» Texto do documento:
É obvia, mas tu não queria que a imagem fosse a de uma jaca, queria?



Peguei um saco verde com laranjas  verdes, mas por dentro eram laranjas laranja. A paternidade comprara. Havia 9 delas. Descasquei 3. A irmandade masculina comera 1. Mais tarde, descasquei mais 2. Mais tarde, mais 4. Mas laranja mais laranja dessa vez não houve. Descascá-las é tão chato quanto terapêutico. Entre descascar e comer, descascar e comer, descascar e comer, hoje fiquei com descascar tudo de uma vez pra que toda a parte chata fosse separada da prazerosa (esta ficando por último). Não tive vontade de comer ainda e gostei de descascar. Estão todas dentro da geladeira esperando por alguém disposto a encará-las. Laranjas me dão espinhas. Expostas e internas. Pode ser impressão, pode não ser. Outro dia fiz suco, hoje comi.

A paternidade comprou cheirosos Phebos, e muitos de cor laranja. É uma das fragrâncias de que mais gosto. Raspo, com a unha, uma camada ressecada que vem dos lados enquanto tomo banho. É divertido.

» Objetivo A:
Copie do texto sobre laranjas e sabonetes o trecho que começa nas palavras "Peguei um saco" e termina depois de "suco, hoje comi.", sem mudar nada.

» Registros de origem:
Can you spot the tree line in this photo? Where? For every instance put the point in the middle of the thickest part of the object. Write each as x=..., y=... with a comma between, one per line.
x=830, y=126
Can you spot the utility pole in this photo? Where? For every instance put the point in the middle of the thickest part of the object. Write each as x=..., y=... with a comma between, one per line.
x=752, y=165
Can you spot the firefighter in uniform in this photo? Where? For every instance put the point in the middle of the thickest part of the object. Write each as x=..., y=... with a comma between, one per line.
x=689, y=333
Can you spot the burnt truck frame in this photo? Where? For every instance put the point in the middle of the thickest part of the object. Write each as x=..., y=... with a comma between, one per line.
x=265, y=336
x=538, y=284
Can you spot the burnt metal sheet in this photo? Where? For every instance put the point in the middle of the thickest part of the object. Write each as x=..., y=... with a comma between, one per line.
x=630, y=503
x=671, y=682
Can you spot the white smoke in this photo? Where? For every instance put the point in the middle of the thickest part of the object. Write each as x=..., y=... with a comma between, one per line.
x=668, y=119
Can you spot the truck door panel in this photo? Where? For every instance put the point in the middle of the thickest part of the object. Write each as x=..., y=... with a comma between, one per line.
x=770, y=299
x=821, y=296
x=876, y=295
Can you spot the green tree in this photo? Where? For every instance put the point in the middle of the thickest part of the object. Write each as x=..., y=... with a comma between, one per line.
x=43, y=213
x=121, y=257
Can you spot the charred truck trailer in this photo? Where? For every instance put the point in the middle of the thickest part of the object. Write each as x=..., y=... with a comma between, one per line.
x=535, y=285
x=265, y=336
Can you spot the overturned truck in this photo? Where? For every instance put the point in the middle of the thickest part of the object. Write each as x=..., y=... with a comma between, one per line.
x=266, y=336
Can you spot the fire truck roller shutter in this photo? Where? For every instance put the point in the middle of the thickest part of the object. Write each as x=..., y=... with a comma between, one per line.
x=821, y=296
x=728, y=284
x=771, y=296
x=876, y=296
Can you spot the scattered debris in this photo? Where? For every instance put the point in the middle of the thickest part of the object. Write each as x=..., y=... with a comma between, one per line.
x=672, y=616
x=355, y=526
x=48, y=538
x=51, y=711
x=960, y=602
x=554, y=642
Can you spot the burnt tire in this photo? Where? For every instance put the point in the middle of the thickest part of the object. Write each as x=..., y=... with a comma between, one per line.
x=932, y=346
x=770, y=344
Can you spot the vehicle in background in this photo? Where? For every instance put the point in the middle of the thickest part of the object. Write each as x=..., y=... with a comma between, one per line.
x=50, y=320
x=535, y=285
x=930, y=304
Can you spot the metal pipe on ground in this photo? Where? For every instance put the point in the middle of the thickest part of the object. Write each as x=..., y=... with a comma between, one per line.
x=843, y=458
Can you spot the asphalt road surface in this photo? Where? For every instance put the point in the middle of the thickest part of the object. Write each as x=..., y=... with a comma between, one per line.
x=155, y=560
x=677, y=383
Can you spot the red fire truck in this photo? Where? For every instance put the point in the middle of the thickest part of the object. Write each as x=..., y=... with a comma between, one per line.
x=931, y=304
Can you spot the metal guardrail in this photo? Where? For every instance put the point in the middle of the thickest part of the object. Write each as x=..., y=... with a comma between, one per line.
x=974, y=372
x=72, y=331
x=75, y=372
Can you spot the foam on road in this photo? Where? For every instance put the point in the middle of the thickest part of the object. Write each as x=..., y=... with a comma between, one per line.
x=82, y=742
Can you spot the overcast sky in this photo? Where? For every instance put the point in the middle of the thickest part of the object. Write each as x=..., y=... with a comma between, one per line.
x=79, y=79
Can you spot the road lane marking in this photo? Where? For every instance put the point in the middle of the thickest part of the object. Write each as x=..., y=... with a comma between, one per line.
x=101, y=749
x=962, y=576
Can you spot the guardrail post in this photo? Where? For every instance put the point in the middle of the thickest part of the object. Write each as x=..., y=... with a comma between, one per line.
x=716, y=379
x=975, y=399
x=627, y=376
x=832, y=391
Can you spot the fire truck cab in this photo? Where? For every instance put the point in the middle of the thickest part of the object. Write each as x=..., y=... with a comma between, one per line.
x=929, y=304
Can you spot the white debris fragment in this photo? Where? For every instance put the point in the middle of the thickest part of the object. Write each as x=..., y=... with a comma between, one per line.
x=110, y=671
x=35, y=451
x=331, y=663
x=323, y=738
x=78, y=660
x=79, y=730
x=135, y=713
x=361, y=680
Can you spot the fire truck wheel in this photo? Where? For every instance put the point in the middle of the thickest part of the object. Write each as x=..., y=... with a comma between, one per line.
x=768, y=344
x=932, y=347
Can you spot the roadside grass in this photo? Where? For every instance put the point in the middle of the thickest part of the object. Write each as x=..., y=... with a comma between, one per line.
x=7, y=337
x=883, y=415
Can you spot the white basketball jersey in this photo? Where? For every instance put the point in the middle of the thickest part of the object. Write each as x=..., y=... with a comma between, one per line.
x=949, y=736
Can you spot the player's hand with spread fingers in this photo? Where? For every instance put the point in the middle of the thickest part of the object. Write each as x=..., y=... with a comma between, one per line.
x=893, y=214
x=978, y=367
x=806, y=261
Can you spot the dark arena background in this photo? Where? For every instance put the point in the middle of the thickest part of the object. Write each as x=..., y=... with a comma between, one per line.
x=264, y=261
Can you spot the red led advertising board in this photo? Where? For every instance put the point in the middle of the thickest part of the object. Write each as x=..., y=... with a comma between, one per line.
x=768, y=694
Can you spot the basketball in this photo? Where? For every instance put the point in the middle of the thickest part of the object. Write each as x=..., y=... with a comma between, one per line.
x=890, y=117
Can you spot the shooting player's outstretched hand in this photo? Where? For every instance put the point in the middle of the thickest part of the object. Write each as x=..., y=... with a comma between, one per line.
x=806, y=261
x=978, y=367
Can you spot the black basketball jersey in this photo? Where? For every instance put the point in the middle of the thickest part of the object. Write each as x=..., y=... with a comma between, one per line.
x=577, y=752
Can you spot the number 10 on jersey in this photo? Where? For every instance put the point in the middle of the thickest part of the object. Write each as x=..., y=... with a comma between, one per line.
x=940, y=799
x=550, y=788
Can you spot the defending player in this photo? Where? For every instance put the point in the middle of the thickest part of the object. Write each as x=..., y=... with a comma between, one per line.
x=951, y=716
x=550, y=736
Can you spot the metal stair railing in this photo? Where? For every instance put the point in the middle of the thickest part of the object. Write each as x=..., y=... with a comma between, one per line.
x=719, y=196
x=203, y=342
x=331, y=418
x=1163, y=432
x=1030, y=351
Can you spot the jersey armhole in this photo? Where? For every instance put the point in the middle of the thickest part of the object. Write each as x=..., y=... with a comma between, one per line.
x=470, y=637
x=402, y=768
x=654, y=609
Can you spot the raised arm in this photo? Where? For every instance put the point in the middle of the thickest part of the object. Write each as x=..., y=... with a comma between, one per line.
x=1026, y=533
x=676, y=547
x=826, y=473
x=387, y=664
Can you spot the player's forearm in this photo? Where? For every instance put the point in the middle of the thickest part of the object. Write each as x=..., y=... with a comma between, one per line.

» Objetivo B:
Reescreva os registros a partir da linha que contém "Can you spot the overturned" até a linha que contém "x=677, y=383", trocando "burnt tire" por "scorched tire" e mantendo todo o resto igual. Entregue apenas essas linhas.

» Resposta correta A:
Peguei um saco verde com laranjas  verdes, mas por dentro eram laranjas laranja. A paternidade comprara. Havia 9 delas. Descasquei 3. A irmandade masculina comera 1. Mais tarde, descasquei mais 2. Mais tarde, mais 4. Mas laranja mais laranja dessa vez não houve. Descascá-las é tão chato quanto terapêutico. Entre descascar e comer, descascar e comer, descascar e comer, hoje fiquei com descascar tudo de uma vez pra que toda a parte chata fosse separada da prazerosa (esta ficando por último). Não tive vontade de comer ainda e gostei de descascar. Estão todas dentro da geladeira esperando por alguém disposto a encará-las. Laranjas me dão espinhas. Expostas e internas. Pode ser impressão, pode não ser. Outro dia fiz suco, hoje comi.

» Resposta correta B:
Can you spot the overturned truck in this photo? Where? For every instance put the point in the middle of the thickest part of the object. Write each as x=..., y=... with a comma between, one per line.
x=266, y=336
Can you spot the fire truck roller shutter in this photo? Where? For every instance put the point in the middle of the thickest part of the object. Write each as x=..., y=... with a comma between, one per line.
x=821, y=296
x=728, y=284
x=771, y=296
x=876, y=296
Can you spot the scattered debris in this photo? Where? For every instance put the point in the middle of the thickest part of the object. Write each as x=..., y=... with a comma between, one per line.
x=672, y=616
x=355, y=526
x=48, y=538
x=51, y=711
x=960, y=602
x=554, y=642
Can you spot the scorched tire in this photo? Where? For every instance put the point in the middle of the thickest part of the object. Write each as x=..., y=... with a comma between, one per line.
x=932, y=346
x=770, y=344
Can you spot the vehicle in background in this photo? Where? For every instance put the point in the middle of the thickest part of the object. Write each as x=..., y=... with a comma between, one per line.
x=50, y=320
x=535, y=285
x=930, y=304
Can you spot the metal pipe on ground in this photo? Where? For every instance put the point in the middle of the thickest part of the object. Write each as x=..., y=... with a comma between, one per line.
x=843, y=458
Can you spot the asphalt road surface in this photo? Where? For every instance put the point in the middle of the thickest part of the object. Write each as x=..., y=... with a comma between, one per line.
x=155, y=560
x=677, y=383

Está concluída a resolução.